» Collected data entries:
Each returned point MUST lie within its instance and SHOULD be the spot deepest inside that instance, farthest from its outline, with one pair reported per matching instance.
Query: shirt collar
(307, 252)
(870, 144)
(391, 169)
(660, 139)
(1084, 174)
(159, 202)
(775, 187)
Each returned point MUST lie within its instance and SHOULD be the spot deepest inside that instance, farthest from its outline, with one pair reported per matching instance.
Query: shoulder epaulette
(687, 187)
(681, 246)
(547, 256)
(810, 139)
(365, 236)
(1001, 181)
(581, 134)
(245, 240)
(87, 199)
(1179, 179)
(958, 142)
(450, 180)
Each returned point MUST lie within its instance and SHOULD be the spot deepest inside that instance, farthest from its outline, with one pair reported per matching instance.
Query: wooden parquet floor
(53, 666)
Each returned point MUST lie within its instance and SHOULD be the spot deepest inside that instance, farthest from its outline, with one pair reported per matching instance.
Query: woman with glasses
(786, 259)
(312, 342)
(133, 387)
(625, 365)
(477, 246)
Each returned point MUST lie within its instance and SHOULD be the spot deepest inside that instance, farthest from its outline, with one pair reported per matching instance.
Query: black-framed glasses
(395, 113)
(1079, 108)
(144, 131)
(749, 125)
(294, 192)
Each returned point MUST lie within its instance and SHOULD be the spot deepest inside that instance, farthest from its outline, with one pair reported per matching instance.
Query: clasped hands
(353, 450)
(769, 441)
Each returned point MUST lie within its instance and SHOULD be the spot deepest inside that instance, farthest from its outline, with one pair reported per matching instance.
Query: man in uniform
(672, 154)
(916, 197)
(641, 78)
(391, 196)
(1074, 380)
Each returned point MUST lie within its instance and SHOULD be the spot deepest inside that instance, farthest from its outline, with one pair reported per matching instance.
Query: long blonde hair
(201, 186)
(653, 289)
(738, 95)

» GOAL OF THE EXERCISE:
Repeat the records above exactly.

» YOUR SOLUTION:
Each returned point MUST lie within its instance and SHOULD be the spot deepest inside that instance, farthest from its outline, with one pair reported per matching instance.
Query: shirt collar
(307, 252)
(870, 144)
(391, 169)
(660, 139)
(1084, 174)
(159, 202)
(775, 187)
Each returned point MUST lie within its instance and SHOULD be the spot deepest inside that instance, farthest from its outline, with one pair reported per matching instance.
Query: shoulder epaulette
(687, 187)
(681, 246)
(547, 256)
(810, 139)
(365, 236)
(1001, 181)
(581, 134)
(245, 240)
(87, 199)
(1179, 179)
(958, 142)
(450, 180)
Each returned point MUST lie within its instance and SHOULD be the spot deepest inside that instance, farthest from its outline, with one pair reported per matching instance.
Query: wooden parquet floor
(53, 666)
Each returned point MUST lie within its instance and SHOULD be the spot deepest inside that instance, farthest from its outline, with one pair reported per matching instance.
Query: woman with glasses
(786, 259)
(312, 342)
(133, 387)
(625, 365)
(477, 246)
Each returned point MUST lie within its instance and SHOULD be the spot deepest inside that instance, farthest from its outline, with one pair reported per matching instance.
Query: black-framed glasses
(395, 113)
(1079, 108)
(144, 131)
(749, 125)
(294, 192)
Each returned point MUST lie within its instance and SHOULD be the spot deepest inside that instance, farthest from its outline, with one pair reported per matching instance.
Query: clasped hands
(353, 450)
(769, 441)
Each returned point MUST lie within its instance and SHOULD be the spot deepest inside that instance, farthest from its outline, with one pair reported per matching instance.
Query: man in uniform
(672, 154)
(916, 197)
(641, 78)
(391, 196)
(1074, 380)
Each returned point MUST lie within its instance and SHOULD be the spot deepest inside that instance, farthest from its outline, with one pair reported per matching instance.
Query: long blonde hair
(201, 186)
(653, 289)
(738, 95)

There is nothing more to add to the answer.